Now that I had read the documentation and I had some practice with SQL syntax as well as the pandas package I was ready to roll. I revised my query (the client.get() method) to get only the Rodent complaints, and select the columns that I deemed important to the search. I encourage you to go through each variable listed above using the .value_counts() method for categorical data and the .describe() method for continuous data to get a sense of what each variable represents and which ones you might want to include in your data set. There is also documentation on each variable on the Open Data NYC site. Finally I increased the limit so that I could fetch all the relevant records. Here is the new code that I ran.

client = Socrata("data.cityofnewyork.us", None)
results = client.get("fhrw-4uyv",
select = "borough, created_date, incident_zip, descriptor",
where="complaint_type='Rodent'",
limit = 300000
)
raw_data = pd.DataFrame.from_records(results)
Raw_data.shape
OUTPUT:
(254,628, 4)

[Records from a data collection]
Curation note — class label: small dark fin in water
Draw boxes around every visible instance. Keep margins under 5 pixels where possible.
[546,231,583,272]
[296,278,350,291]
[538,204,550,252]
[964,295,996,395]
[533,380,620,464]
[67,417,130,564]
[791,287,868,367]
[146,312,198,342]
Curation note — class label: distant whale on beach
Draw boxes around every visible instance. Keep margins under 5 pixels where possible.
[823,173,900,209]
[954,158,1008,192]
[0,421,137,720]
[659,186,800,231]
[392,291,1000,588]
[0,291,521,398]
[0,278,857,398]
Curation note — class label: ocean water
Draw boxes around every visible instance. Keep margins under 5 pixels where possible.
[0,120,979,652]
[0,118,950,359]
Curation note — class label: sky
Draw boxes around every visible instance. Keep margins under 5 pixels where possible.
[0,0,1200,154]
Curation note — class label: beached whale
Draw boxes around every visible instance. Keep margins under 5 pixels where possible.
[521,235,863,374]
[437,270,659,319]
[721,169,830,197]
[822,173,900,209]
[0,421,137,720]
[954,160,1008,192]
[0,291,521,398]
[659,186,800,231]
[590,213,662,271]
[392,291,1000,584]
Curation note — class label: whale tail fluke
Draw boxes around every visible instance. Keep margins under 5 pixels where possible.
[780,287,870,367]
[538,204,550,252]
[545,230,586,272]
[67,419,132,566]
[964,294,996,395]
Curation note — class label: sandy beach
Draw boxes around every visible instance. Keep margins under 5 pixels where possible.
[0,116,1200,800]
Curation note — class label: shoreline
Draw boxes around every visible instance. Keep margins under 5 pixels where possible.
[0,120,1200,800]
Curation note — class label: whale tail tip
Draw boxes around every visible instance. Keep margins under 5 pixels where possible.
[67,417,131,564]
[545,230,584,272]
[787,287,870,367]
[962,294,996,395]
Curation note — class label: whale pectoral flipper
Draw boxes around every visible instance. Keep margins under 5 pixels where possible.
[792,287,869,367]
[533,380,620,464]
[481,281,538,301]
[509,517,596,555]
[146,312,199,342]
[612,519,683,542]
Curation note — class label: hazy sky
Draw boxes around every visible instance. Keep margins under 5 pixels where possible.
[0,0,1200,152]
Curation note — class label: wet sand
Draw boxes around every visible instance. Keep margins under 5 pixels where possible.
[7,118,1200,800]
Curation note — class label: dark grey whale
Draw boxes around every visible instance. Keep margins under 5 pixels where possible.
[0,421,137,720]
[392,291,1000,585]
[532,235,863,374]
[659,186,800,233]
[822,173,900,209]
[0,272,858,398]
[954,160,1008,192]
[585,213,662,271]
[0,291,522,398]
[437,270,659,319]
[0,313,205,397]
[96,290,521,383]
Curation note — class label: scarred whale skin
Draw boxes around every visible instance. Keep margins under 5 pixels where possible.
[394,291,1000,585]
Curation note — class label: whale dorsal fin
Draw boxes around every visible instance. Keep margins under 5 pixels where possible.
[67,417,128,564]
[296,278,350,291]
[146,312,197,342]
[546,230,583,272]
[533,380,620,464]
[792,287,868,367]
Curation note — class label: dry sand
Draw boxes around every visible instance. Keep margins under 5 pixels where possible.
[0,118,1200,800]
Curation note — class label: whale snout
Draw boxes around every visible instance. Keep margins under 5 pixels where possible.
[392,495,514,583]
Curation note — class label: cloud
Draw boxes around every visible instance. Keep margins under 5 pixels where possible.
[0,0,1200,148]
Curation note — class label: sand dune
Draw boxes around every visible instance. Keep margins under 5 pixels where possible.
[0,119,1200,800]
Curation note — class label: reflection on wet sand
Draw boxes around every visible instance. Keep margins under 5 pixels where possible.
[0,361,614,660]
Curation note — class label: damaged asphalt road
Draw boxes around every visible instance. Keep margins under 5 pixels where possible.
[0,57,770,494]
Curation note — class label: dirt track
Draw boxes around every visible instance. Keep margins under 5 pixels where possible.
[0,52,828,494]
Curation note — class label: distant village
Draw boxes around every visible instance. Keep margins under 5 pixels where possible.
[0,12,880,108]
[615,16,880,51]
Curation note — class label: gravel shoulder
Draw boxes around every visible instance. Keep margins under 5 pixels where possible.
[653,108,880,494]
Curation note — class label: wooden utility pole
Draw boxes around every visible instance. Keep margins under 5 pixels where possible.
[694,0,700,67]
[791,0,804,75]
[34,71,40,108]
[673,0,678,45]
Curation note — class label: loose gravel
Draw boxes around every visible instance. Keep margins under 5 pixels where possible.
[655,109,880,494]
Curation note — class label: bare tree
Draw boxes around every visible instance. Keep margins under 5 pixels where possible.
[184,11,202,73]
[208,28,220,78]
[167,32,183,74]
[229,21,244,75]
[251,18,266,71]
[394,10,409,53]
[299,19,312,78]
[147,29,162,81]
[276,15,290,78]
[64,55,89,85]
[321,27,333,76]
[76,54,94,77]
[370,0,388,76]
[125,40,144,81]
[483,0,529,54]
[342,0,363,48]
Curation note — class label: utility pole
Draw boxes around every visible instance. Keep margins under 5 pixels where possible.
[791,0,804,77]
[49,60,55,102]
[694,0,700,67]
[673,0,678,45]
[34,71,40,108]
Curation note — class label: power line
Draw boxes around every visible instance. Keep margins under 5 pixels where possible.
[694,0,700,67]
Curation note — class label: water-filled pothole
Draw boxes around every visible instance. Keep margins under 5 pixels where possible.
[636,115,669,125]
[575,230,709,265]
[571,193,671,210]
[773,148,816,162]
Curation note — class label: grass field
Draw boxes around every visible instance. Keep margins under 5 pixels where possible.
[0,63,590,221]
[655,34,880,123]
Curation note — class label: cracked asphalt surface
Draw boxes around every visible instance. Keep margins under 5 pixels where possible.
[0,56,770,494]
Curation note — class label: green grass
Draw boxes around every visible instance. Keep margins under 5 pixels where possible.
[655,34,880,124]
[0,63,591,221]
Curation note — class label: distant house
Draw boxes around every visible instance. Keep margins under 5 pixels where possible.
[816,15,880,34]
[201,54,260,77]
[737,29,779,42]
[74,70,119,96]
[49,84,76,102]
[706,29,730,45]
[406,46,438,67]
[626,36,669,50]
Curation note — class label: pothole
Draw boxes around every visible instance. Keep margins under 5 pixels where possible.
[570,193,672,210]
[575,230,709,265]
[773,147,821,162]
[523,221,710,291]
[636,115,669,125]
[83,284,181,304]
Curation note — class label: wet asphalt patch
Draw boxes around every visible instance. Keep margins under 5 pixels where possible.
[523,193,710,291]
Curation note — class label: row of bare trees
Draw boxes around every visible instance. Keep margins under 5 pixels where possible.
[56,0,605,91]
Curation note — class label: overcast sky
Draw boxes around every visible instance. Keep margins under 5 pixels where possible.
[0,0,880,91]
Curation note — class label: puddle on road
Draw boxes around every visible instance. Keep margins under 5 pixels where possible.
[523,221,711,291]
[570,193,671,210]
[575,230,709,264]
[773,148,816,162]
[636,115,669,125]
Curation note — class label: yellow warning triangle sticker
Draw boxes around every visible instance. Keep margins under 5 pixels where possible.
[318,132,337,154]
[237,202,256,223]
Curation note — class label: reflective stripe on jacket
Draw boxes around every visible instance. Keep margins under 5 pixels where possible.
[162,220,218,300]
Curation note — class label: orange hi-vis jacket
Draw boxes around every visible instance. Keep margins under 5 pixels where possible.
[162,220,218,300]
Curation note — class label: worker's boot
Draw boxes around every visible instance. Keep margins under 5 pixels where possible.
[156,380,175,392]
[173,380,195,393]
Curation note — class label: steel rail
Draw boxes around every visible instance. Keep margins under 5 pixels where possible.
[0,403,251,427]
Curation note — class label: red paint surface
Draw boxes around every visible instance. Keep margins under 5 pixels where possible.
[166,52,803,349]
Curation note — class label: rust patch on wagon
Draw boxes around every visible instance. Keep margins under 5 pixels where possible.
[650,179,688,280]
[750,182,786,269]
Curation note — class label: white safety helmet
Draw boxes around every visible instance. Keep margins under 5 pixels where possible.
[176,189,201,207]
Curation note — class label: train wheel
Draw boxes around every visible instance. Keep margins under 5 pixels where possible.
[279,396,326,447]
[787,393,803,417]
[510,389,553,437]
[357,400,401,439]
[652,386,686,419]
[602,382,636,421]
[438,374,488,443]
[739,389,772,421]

TASK REQUIREMENTS
A) Repeat everything in the rodent-complaint walkthrough from "Now that I had" down to "that I ran.", word for word.
B) Pick up the rodent-complaint walkthrough where it stops and continue it.

ANSWERS GIVEN
A)
Now that I had read the documentation and I had some practice with SQL syntax as well as the pandas package I was ready to roll. I revised my query (the client.get() method) to get only the Rodent complaints, and select the columns that I deemed important to the search. I encourage you to go through each variable listed above using the .value_counts() method for categorical data and the .describe() method for continuous data to get a sense of what each variable represents and which ones you might want to include in your data set. There is also documentation on each variable on the Open Data NYC site. Finally I increased the limit so that I could fetch all the relevant records. Here is the new code that I ran.

B)
As you can see there are 254,628 rows in the table. The next step was to try to visualize the data. For this I used Seaborn, a library built on top of matplotlib. Once you practice with it the syntax makes it look simple to use. Of course as with all things computing it is not so simple and it took me some time to get all of this working. For example, I had to import a few more things.

import matplotlib.pyplot as plt
import seaborn as sns
%matplotlib inline
sns.set()

Then I ran the following code to create my first bar graph. I used the .countplot() method to represent the categorical data in the ‘descriptor’ column. The first line orients the x labels at 40 degrees.

plt.xticks(rotation=-40)
ts = sns.countplot(x='descriptor',data=raw_data).set_title('Rodent Call Tallies')

This graph helped me see that I only want the rows where descriptor=‘Rat Sighting’ so I adjusted my where clause from the query listed above accordingly.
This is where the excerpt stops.